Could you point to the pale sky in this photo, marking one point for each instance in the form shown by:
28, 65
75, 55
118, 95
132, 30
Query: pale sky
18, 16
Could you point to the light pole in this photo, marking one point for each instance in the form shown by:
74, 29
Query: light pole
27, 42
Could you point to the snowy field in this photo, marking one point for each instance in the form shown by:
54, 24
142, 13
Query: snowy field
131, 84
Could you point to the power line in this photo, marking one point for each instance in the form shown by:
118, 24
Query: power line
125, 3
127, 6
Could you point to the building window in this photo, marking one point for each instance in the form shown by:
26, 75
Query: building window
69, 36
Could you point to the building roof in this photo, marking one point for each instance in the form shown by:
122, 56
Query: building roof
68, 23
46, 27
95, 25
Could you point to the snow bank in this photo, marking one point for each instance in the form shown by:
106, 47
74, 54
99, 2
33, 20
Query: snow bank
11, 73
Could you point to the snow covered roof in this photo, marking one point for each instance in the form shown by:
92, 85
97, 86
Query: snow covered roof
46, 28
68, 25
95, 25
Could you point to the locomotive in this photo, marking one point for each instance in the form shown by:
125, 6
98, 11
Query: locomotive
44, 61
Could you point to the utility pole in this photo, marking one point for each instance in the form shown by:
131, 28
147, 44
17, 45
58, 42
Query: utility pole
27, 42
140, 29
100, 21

━━━━━━━━━━

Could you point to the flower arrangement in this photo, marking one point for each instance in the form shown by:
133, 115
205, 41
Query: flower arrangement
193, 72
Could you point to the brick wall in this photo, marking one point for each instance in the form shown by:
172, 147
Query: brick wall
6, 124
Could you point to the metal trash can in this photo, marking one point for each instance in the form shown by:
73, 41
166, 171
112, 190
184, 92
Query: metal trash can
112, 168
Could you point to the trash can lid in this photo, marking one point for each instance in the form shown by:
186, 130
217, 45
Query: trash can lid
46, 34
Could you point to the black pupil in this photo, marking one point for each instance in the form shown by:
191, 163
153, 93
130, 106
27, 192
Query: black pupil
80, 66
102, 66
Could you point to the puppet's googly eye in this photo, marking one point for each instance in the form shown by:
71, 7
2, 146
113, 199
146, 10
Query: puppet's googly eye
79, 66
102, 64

━━━━━━━━━━

### WHAT NEEDS TO BE DONE
Pick out and copy every line in the records above that contains the word "trash", matching its case exactly.

### EXERCISE RESPONSE
Could you point to the metal trash can in this photo, marking one point for each instance in the form shown by:
Query: metal trash can
Could you point to the trash can lid in this photo, marking one point for each instance in the form shown by:
Query: trash can lid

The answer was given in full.